Copy every one of the following records exactly as it appears, line for line.

— START OF Source records —

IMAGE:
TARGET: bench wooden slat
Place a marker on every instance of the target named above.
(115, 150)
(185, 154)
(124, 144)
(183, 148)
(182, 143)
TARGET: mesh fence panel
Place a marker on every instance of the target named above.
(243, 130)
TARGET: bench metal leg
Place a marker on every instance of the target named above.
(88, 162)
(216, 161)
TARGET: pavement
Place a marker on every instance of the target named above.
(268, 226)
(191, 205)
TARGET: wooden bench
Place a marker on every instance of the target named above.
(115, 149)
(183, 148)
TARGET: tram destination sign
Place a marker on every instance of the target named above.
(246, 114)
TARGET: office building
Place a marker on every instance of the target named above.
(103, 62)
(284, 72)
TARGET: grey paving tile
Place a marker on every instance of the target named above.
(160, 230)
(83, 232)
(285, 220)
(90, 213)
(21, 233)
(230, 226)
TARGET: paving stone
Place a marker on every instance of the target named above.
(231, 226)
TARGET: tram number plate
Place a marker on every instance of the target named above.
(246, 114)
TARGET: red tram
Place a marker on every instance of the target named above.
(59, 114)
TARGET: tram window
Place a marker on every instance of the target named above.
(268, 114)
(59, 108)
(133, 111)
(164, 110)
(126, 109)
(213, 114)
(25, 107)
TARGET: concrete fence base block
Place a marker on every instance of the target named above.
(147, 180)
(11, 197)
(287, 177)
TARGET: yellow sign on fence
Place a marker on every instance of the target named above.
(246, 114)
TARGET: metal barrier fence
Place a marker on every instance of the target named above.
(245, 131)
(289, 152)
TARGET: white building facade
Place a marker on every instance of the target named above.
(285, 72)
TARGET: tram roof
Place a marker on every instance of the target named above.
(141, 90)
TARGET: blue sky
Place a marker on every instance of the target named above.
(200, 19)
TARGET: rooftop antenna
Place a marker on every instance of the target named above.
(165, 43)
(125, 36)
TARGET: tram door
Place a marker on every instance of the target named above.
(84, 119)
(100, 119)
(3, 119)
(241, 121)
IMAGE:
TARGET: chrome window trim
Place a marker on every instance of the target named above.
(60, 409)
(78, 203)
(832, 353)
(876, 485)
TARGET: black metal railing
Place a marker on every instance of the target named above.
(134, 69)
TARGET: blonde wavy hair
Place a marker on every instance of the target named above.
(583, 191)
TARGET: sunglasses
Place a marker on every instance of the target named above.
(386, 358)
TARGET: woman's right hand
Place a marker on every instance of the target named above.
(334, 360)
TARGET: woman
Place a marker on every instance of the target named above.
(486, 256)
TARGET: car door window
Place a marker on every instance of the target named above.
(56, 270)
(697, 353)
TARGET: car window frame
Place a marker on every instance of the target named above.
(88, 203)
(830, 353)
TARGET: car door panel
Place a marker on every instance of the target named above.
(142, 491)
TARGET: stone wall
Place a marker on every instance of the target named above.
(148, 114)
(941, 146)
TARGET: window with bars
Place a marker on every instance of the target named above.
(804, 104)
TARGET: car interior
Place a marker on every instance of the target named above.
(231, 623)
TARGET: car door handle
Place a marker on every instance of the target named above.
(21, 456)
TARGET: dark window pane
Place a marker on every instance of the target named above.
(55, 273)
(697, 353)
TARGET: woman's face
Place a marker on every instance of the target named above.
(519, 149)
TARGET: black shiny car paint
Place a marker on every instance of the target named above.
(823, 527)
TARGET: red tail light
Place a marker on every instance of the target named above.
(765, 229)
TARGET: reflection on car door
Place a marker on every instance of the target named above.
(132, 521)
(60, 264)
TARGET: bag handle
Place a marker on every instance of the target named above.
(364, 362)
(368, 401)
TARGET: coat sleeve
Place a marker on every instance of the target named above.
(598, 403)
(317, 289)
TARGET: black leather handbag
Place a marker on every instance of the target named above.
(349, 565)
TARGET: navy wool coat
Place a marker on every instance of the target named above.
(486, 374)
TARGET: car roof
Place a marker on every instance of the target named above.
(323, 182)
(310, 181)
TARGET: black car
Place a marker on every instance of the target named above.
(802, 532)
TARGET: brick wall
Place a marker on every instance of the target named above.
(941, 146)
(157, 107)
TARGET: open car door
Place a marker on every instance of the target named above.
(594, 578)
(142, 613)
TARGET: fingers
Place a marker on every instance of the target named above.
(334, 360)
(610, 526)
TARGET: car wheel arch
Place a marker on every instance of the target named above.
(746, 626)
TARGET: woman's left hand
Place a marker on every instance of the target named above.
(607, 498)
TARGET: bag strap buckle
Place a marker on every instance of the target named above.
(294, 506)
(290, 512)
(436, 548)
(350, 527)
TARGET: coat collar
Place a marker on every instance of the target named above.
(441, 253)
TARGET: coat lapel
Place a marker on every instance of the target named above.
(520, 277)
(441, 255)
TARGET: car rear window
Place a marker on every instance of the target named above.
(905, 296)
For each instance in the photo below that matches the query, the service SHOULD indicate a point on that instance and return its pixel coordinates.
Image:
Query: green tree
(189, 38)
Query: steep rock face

— END OF Source records —

§ **Result of the exercise**
IMAGE:
TARGET: bench wooden slat
Place a marker on every instance of the target named above.
(115, 150)
(185, 154)
(124, 144)
(183, 148)
(182, 143)
TARGET: mesh fence panel
Place a marker on every instance of the target named above.
(243, 130)
TARGET: bench metal leg
Place a marker on every instance of the target named above.
(88, 162)
(216, 161)
TARGET: pavement
Place a marker on every instance of the target named above.
(268, 226)
(191, 205)
TARGET: wooden bench
Place a marker on every instance of the target named above.
(115, 149)
(183, 148)
TARGET: tram destination sign
Place a marker on every instance of the target named above.
(246, 114)
TARGET: office building
Place a marker on every instance of the target named above.
(103, 62)
(284, 72)
TARGET: grey paving tile
Place a marker on every instance of the target named above.
(160, 230)
(83, 232)
(285, 220)
(90, 213)
(21, 233)
(230, 226)
TARGET: paving stone
Place a marker on every instance of the target named above.
(231, 226)
TARGET: tram number plate
Place a marker on every instance of the target named above.
(246, 114)
TARGET: red tram
Place a marker on every instance of the target named above.
(59, 114)
TARGET: tram window
Place a marker on every instance of the target named above.
(268, 114)
(59, 108)
(133, 111)
(164, 110)
(126, 109)
(213, 114)
(25, 107)
TARGET: concrete fence base block
Place a marker on every instance of the target named above.
(147, 180)
(11, 197)
(287, 177)
TARGET: yellow sign on fence
Place a marker on every instance of the target named above.
(246, 114)
TARGET: metal barrier fence
Place a marker on every instance of the target named above.
(245, 131)
(289, 152)
TARGET: white building facade
Place a marker on every instance of the target named above.
(285, 72)
TARGET: tram roof
Place a marker on every instance of the target named above.
(141, 90)
TARGET: blue sky
Place a marker on every instance of the target named above.
(200, 19)
TARGET: rooftop antenna
Place a marker on every instance of the target named above.
(165, 43)
(125, 36)
TARGET: tram door
Place a marker on every instance of the target named above.
(84, 119)
(100, 119)
(3, 119)
(241, 121)
IMAGE:
TARGET: chrome window trim
Place a marker on every instance of the target named above.
(60, 409)
(78, 203)
(832, 353)
(876, 485)
TARGET: black metal railing
Place a marker on every instance of the target named above.
(134, 69)
TARGET: blonde wavy hair
Place a marker on every instance of the target named above.
(583, 191)
TARGET: sunglasses
Place a marker on every instance of the target named above.
(386, 358)
TARGET: woman's right hand
Place a marker on every instance of the target named above.
(334, 360)
TARGET: woman
Place a marker on every instance of the target named above.
(486, 256)
TARGET: car door window
Place a marker on every instance of the target named above.
(56, 270)
(697, 353)
TARGET: car window frame
Place a marker on every instance of the target named above.
(88, 203)
(830, 353)
TARGET: car door panel
Place a marker on every instance of the target named above.
(142, 491)
TARGET: stone wall
Place a marker on every instance of the target named above.
(148, 114)
(941, 146)
TARGET: window with bars
Place a marker on every instance of the target named above.
(804, 104)
TARGET: car interior
Place a marker on every instance of the target named above.
(231, 623)
TARGET: car door handle
Place a marker on every instance of the target named above.
(21, 456)
TARGET: dark window pane
Place a marker on every instance of the target named above.
(55, 273)
(697, 353)
TARGET: woman's face
Place a marker on every instance of the target named above.
(519, 149)
TARGET: black shiny car paint
Place a marker on every instance of the target named above.
(823, 527)
TARGET: red tail light
Place a marker on every instance of the target named above.
(765, 229)
TARGET: reflection on car door
Place a marker on every instance of the target named above.
(132, 521)
(60, 264)
TARGET: bag handle
Place a marker on every instance of the target named above.
(364, 362)
(368, 401)
TARGET: coat sleeve
Place a marker on every instance of the target named above.
(598, 403)
(317, 289)
TARGET: black leather handbag
Place a marker on every instance of the target named above.
(349, 565)
TARGET: navy wool coat
Place a marker on every instance of the target named above.
(486, 374)
TARGET: car roof
Place a marker on every instance of the target named above.
(323, 182)
(310, 181)
TARGET: black car
Place a marker on every instance of the target named above.
(802, 532)
TARGET: brick wall
Place a marker on every instance of the target named above.
(941, 146)
(157, 107)
TARGET: open car door
Place a marker on every instance of the target named above.
(594, 578)
(142, 613)
TARGET: fingers
Place a marker on every instance of the target named above.
(334, 360)
(610, 526)
TARGET: car wheel arch
Place a marker on every instance of the target named above.
(746, 626)
TARGET: woman's left hand
Place a marker on every instance of the target named above.
(607, 498)
TARGET: bag strap buckle
Place a marker on every instance of the target named above.
(294, 506)
(290, 512)
(436, 548)
(350, 527)
TARGET: coat collar
Place a marker on every instance of the target named above.
(441, 253)
TARGET: coat lapel
Place a marker on every instance of the target named above.
(520, 277)
(441, 255)
TARGET: car rear window
Place a marker on every instance of the target named above.
(905, 296)
For each instance in the photo below that matches the query, the service SHOULD indicate a point on that instance and return its pixel coordinates.
Image:
Query: green tree
(189, 38)
Query: steep rock face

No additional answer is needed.